EXTRACT PROVIDED

"""

Opportunities for Blue Carbon in Queensland and where to act

These are some of the opportunities for blue carbon in QLD and where to act: 

  • Mangrove forests and seagrass meadows within the GBR catchments hold a blue carbon stock of over 111 million tonnes of carbon, which is equivalent to the annual emissions of ~87 million cars.
  • These ecosystems would sequester ~251 million tonnes CO2 equivalent by 2100.
  • Six Local Government Areas hold almost 70% of all the blue carbon in the Great Barrier Reef catchments. The top six blue carbon hotspots include the Cook Shire, Livingstone Shire, Gladstone Regional, Burdekin Shire, Isaac Regional and Whitsunday Regional.
  • If considering the Natural Resource Management (NRM) regions, Cape York and Fitzroy regions hold more than 60% (~130 million tonnes of carbon) of the predicted carbon stocks.

"""

WRITTEN TASKS
1) Retype everything in the blue carbon extract from "These are some" down to "predicted carbon stocks.".
2) Answer these questions using the blue carbon extract.
(a) What blue carbon stock do the mangrove forests and seagrass meadows within the GBR catchments hold?
(b) How much would these ecosystems sequester by 2100?
(c) Which two Natural Resource Management regions hold more than 60% of the predicted carbon stocks?

RAW DATA
"""

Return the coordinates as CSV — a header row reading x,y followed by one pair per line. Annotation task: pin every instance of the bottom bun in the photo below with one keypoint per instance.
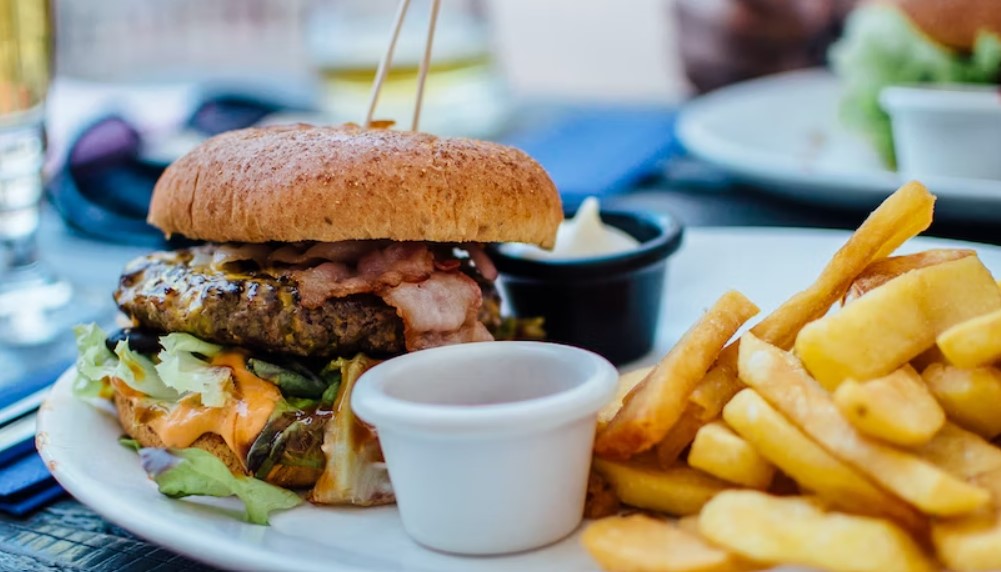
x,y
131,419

"""

RESPONSE LIST
1)
These are some of the opportunities for blue carbon in QLD and where to act: 

  • Mangrove forests and seagrass meadows within the GBR catchments hold a blue carbon stock of over 111 million tonnes of carbon, which is equivalent to the annual emissions of ~87 million cars.
  • These ecosystems would sequester ~251 million tonnes CO2 equivalent by 2100.
  • Six Local Government Areas hold almost 70% of all the blue carbon in the Great Barrier Reef catchments. The top six blue carbon hotspots include the Cook Shire, Livingstone Shire, Gladstone Regional, Burdekin Shire, Isaac Regional and Whitsunday Regional.
  • If considering the Natural Resource Management (NRM) regions, Cape York and Fitzroy regions hold more than 60% (~130 million tonnes of carbon) of the predicted carbon stocks.

2)
(a) Over 111 million tonnes of carbon.
(b) About 251 million tonnes CO2 equivalent.
(c) Cape York and Fitzroy.